▸ Problem details: Reproduce all of the data that follows, character for character.

▸ Rows:

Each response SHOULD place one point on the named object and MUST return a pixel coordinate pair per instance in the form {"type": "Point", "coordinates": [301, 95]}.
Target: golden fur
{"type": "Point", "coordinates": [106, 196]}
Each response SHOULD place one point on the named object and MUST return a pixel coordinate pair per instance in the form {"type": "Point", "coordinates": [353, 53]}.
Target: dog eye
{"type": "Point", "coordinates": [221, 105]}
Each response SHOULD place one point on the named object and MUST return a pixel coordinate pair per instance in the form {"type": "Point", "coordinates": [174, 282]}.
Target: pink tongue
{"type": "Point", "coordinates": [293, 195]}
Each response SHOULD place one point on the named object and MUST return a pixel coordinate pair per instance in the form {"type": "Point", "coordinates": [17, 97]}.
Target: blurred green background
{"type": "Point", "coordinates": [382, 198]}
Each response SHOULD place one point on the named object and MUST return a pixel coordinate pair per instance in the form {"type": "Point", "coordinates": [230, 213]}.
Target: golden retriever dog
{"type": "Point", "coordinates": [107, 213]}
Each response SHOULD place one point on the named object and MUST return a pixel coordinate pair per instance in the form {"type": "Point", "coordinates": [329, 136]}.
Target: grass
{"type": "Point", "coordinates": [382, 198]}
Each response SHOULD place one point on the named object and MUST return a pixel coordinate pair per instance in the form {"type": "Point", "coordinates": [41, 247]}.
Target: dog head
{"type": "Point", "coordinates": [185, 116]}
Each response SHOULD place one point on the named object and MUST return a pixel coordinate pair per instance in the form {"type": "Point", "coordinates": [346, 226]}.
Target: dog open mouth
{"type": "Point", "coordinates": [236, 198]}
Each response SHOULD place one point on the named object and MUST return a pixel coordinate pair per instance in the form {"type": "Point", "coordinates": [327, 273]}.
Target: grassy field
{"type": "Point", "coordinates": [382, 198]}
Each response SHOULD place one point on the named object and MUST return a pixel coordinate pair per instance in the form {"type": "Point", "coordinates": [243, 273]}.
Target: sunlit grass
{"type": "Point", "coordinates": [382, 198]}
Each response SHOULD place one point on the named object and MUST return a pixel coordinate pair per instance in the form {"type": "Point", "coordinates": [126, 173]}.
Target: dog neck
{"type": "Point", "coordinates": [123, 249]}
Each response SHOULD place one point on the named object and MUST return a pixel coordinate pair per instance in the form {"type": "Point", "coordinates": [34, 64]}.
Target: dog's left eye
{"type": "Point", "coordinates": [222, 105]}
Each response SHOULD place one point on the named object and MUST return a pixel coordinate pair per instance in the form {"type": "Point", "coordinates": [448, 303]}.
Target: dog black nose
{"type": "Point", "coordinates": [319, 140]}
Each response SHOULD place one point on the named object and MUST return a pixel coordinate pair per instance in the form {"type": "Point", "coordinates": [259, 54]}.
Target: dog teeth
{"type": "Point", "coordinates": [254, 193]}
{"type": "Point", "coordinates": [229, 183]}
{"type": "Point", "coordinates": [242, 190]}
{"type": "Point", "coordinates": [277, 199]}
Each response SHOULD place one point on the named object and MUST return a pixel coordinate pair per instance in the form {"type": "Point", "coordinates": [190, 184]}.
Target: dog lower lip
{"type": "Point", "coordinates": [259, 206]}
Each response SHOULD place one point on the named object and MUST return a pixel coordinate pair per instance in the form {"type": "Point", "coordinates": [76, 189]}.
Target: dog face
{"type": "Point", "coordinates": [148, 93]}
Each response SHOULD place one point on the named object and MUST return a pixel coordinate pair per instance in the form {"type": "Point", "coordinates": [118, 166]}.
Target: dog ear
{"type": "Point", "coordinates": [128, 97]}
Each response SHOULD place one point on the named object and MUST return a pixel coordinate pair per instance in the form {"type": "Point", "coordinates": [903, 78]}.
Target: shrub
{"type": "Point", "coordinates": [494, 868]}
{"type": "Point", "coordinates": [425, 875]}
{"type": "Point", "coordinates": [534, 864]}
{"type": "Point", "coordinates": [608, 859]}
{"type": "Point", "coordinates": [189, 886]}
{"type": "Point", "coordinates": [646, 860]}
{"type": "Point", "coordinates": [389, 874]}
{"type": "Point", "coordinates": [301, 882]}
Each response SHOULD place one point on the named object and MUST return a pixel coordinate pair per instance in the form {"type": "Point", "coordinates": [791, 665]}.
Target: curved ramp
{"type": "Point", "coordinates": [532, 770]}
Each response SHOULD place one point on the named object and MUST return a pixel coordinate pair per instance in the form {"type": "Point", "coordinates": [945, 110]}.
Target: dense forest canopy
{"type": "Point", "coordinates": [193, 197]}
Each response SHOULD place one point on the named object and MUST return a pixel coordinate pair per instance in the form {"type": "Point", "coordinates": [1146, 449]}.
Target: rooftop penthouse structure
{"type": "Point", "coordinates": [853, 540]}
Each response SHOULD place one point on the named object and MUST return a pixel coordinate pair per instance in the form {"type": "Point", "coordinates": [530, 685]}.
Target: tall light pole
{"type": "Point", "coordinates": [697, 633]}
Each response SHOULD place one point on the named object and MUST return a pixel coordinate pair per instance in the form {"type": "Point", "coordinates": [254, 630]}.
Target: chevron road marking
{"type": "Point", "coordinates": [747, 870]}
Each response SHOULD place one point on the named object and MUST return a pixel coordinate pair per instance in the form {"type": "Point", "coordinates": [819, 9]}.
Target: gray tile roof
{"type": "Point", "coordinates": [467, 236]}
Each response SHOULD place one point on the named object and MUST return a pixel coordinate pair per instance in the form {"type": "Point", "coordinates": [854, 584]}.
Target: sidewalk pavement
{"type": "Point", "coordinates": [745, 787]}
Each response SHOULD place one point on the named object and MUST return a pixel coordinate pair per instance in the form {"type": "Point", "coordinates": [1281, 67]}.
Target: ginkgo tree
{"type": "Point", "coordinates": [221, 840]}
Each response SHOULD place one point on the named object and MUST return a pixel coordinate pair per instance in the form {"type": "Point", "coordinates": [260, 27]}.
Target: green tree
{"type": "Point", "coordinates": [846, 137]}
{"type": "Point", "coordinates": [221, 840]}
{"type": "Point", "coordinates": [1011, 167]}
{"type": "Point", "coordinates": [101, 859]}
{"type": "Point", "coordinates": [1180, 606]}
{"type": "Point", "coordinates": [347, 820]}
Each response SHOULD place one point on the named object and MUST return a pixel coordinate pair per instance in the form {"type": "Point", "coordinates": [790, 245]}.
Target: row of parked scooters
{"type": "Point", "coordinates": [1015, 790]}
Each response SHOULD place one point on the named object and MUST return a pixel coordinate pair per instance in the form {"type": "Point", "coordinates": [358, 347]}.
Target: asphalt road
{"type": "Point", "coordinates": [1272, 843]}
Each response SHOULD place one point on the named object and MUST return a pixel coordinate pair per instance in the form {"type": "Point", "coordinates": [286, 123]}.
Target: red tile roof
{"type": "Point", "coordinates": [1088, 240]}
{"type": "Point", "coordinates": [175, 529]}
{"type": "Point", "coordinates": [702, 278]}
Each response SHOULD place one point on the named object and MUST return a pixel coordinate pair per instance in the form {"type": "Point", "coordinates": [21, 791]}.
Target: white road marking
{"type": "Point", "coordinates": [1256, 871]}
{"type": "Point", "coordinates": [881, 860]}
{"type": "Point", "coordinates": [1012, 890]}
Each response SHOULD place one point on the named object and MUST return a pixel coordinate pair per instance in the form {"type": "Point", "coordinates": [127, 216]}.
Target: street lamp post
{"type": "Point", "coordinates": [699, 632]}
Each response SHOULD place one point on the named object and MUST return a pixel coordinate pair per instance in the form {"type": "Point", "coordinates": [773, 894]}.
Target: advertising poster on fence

▸ Full answer:
Each response SHOULD place one point on the named object and MUST return a pixel coordinate pair per instance in the form {"type": "Point", "coordinates": [301, 95]}.
Target: golden fur
{"type": "Point", "coordinates": [106, 196]}
Each response SHOULD place one point on the named object and MUST return a pixel coordinate pair per instance in the form {"type": "Point", "coordinates": [353, 53]}.
Target: dog eye
{"type": "Point", "coordinates": [221, 105]}
Each response SHOULD place one point on the named object and MUST return a pixel coordinate pair per instance in the form {"type": "Point", "coordinates": [174, 282]}.
Target: pink tongue
{"type": "Point", "coordinates": [293, 195]}
Each response SHOULD place one point on the named object and MUST return a pixel coordinate pair per instance in the form {"type": "Point", "coordinates": [17, 97]}.
Target: blurred green background
{"type": "Point", "coordinates": [382, 198]}
Each response SHOULD place one point on the named object and MUST return a pixel coordinate pair per instance in the form {"type": "Point", "coordinates": [230, 213]}.
Target: golden retriever dog
{"type": "Point", "coordinates": [107, 213]}
Each response SHOULD place one point on the named object and MUST return a pixel coordinate pair per instance in the form {"type": "Point", "coordinates": [329, 136]}.
Target: grass
{"type": "Point", "coordinates": [382, 198]}
Each response SHOULD place one point on the named object and MUST return a pixel coordinate pair per instance in the form {"type": "Point", "coordinates": [41, 247]}.
Target: dog head
{"type": "Point", "coordinates": [185, 116]}
Each response SHOULD place one point on the named object and MUST return a pixel coordinate pair per instance in the form {"type": "Point", "coordinates": [346, 226]}.
Target: dog open mouth
{"type": "Point", "coordinates": [236, 198]}
Each response SHOULD place one point on the named object and MUST return a pixel coordinate pair per instance in the form {"type": "Point", "coordinates": [327, 273]}.
Target: grassy field
{"type": "Point", "coordinates": [382, 198]}
Each response SHOULD place one point on the named object and MUST return a pixel coordinate pair per instance in the form {"type": "Point", "coordinates": [243, 273]}.
Target: sunlit grass
{"type": "Point", "coordinates": [382, 198]}
Each response SHOULD place one point on the named object and MUST return a pixel coordinate pair per instance in the form {"type": "Point", "coordinates": [126, 173]}.
Target: dog neck
{"type": "Point", "coordinates": [123, 249]}
Each response SHOULD place one point on the named object and MUST return a pixel coordinate pair per instance in the form {"type": "Point", "coordinates": [34, 64]}.
Target: dog's left eye
{"type": "Point", "coordinates": [222, 105]}
Each response SHOULD place one point on the named object and MUST return a pixel coordinate pair per instance in the form {"type": "Point", "coordinates": [448, 303]}.
Target: dog black nose
{"type": "Point", "coordinates": [319, 140]}
Each response SHOULD place one point on the named object and MUST return a pixel coordinate pair per instance in the form {"type": "Point", "coordinates": [259, 54]}.
Target: dog teeth
{"type": "Point", "coordinates": [254, 193]}
{"type": "Point", "coordinates": [229, 183]}
{"type": "Point", "coordinates": [242, 190]}
{"type": "Point", "coordinates": [277, 199]}
Each response SHOULD place one point on the named object and MUST return a pixel coordinate pair per instance in the form {"type": "Point", "coordinates": [190, 184]}.
Target: dog lower lip
{"type": "Point", "coordinates": [259, 206]}
Each response SHOULD place one point on the named object and MUST return a pixel coordinate pair per instance in the form {"type": "Point", "coordinates": [76, 189]}.
Target: dog face
{"type": "Point", "coordinates": [148, 93]}
Each response SHOULD place one point on the named object and MUST return a pixel coordinate pair per instance in the form {"type": "Point", "coordinates": [118, 166]}.
Target: dog ear
{"type": "Point", "coordinates": [128, 97]}
Each response SHOULD place one point on the named object and MUST return a pixel coordinate pair per instance in the form {"type": "Point", "coordinates": [903, 78]}.
Target: shrub
{"type": "Point", "coordinates": [494, 868]}
{"type": "Point", "coordinates": [425, 875]}
{"type": "Point", "coordinates": [534, 864]}
{"type": "Point", "coordinates": [608, 859]}
{"type": "Point", "coordinates": [189, 886]}
{"type": "Point", "coordinates": [646, 860]}
{"type": "Point", "coordinates": [389, 874]}
{"type": "Point", "coordinates": [301, 882]}
Each response SHOULD place one point on the named object and MUST return a pixel coordinate pair per instance in the form {"type": "Point", "coordinates": [791, 665]}.
Target: curved ramp
{"type": "Point", "coordinates": [532, 770]}
Each response SHOULD place one point on the named object and MUST return a pixel coordinate pair per instance in the form {"type": "Point", "coordinates": [945, 110]}.
Target: dense forest canopy
{"type": "Point", "coordinates": [193, 197]}
Each response SHOULD place one point on the named object and MUST return a pixel coordinate pair per instance in the form {"type": "Point", "coordinates": [1146, 449]}.
Target: rooftop penthouse structure
{"type": "Point", "coordinates": [853, 540]}
Each response SHOULD place one point on the named object and MUST return a pixel coordinate pair per instance in the form {"type": "Point", "coordinates": [530, 685]}.
Target: tall light pole
{"type": "Point", "coordinates": [697, 633]}
Each response SHOULD place one point on the named object and MUST return a pixel coordinate pair per instance in the form {"type": "Point", "coordinates": [254, 630]}.
Target: chevron road marking
{"type": "Point", "coordinates": [747, 870]}
Each response SHOULD place one point on the named object and MUST return a pixel coordinate pair per instance in the form {"type": "Point", "coordinates": [819, 9]}.
Target: gray tile roof
{"type": "Point", "coordinates": [467, 236]}
Each response SHOULD place one point on the named object and MUST return a pixel coordinate pair per instance in the form {"type": "Point", "coordinates": [854, 584]}.
Target: sidewalk pavement
{"type": "Point", "coordinates": [745, 787]}
Each response SHOULD place one point on the named object and MUST return a pixel coordinate pair per instance in the form {"type": "Point", "coordinates": [1281, 67]}.
Target: ginkgo tree
{"type": "Point", "coordinates": [221, 840]}
Each response SHOULD place one point on the named object and MUST return a pixel coordinate pair per instance in the form {"type": "Point", "coordinates": [260, 27]}.
Target: green tree
{"type": "Point", "coordinates": [846, 137]}
{"type": "Point", "coordinates": [221, 840]}
{"type": "Point", "coordinates": [1011, 167]}
{"type": "Point", "coordinates": [101, 859]}
{"type": "Point", "coordinates": [1180, 606]}
{"type": "Point", "coordinates": [347, 820]}
Each response SHOULD place one point on the named object and MUST return a pixel coordinate pair per instance in the form {"type": "Point", "coordinates": [790, 245]}.
Target: row of parked scooters
{"type": "Point", "coordinates": [1015, 790]}
Each response SHOULD place one point on the named object and MUST return a pixel coordinate pair per instance in the form {"type": "Point", "coordinates": [358, 347]}.
Target: asphalt road
{"type": "Point", "coordinates": [1272, 843]}
Each response SHOULD place one point on the named object and MUST return a pixel coordinate pair per instance in the form {"type": "Point", "coordinates": [286, 123]}.
Target: red tile roof
{"type": "Point", "coordinates": [1088, 240]}
{"type": "Point", "coordinates": [175, 529]}
{"type": "Point", "coordinates": [702, 278]}
Each response SHOULD place one point on the named object and MUST return a pixel coordinate pair per instance in the form {"type": "Point", "coordinates": [21, 791]}.
Target: white road marking
{"type": "Point", "coordinates": [1256, 871]}
{"type": "Point", "coordinates": [881, 860]}
{"type": "Point", "coordinates": [1012, 890]}
Each response SHOULD place one point on the named object and MUST return a pixel coordinate pair per instance in the form {"type": "Point", "coordinates": [127, 216]}.
Target: street lamp post
{"type": "Point", "coordinates": [699, 632]}
Each response SHOULD place one point on the named object and MUST return a pixel coordinate pair per instance in the form {"type": "Point", "coordinates": [773, 894]}.
Target: advertising poster on fence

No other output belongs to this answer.